- **What the task requires**:
Write out each of the lines below, changing nothing.

=== Data listing ===

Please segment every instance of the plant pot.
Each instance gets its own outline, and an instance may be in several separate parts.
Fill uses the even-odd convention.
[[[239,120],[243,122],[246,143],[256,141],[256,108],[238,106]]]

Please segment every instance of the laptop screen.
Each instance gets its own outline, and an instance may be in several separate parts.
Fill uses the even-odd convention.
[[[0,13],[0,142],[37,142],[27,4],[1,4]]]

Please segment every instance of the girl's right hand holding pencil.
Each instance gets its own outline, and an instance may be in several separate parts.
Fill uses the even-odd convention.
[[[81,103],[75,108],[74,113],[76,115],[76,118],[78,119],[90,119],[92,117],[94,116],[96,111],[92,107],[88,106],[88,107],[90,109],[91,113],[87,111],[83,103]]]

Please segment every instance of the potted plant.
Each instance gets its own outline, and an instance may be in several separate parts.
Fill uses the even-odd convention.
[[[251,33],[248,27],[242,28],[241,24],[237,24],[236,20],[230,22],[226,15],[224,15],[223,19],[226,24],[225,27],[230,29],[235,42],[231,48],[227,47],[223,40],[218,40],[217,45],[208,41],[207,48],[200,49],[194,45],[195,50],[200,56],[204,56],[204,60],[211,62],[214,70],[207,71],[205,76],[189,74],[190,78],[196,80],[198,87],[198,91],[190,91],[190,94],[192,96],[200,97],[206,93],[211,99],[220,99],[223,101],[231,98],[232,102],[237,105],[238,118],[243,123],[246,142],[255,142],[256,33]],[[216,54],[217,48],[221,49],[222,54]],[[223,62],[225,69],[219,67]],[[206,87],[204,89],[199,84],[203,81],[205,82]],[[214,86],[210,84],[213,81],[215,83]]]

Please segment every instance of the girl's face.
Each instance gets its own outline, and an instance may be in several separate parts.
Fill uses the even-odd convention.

===

- **Complete answer**:
Please segment every instance of the plant pot.
Each instance gets its own outline, and an instance may be in several separate parts.
Fill uses the even-odd convention.
[[[239,120],[243,122],[246,143],[256,141],[256,108],[238,106]]]

Please segment every instance of the laptop screen.
Each instance gets its own outline, and an instance may be in several separate parts.
Fill uses the even-odd convention.
[[[0,13],[0,142],[37,142],[27,4],[1,4]]]

Please segment every instance of the girl's right hand holding pencil.
Each instance gets its own outline, and an instance may be in several separate parts.
Fill uses the even-odd convention.
[[[81,103],[75,108],[74,113],[76,115],[76,118],[78,119],[90,119],[92,117],[94,116],[96,111],[92,107],[88,106],[88,107],[90,109],[91,113],[87,111],[83,103]]]

Please segment every instance of the potted plant.
Each instance gets its own outline, and an instance may be in several separate parts.
Fill uses the even-odd convention.
[[[251,33],[248,27],[242,28],[241,24],[237,24],[236,20],[230,22],[226,15],[224,15],[223,19],[226,24],[225,27],[230,29],[235,42],[231,48],[227,47],[223,40],[218,40],[217,45],[208,41],[207,48],[200,49],[194,45],[195,50],[200,56],[204,56],[204,60],[211,62],[214,70],[207,71],[205,76],[189,74],[190,78],[196,80],[198,87],[198,91],[190,91],[190,94],[192,96],[200,97],[206,93],[211,99],[220,99],[223,101],[231,98],[232,102],[237,105],[238,118],[243,123],[246,142],[255,142],[256,33]],[[216,54],[217,48],[221,49],[222,54]],[[223,62],[225,69],[219,67]],[[206,87],[204,89],[199,84],[203,81],[205,82]],[[214,86],[210,84],[213,81],[215,83]]]

Please segment every instance of the girl's face.
Each instance gets its own outline, and an instance may be in several separate parts.
Fill uses the even-odd convention.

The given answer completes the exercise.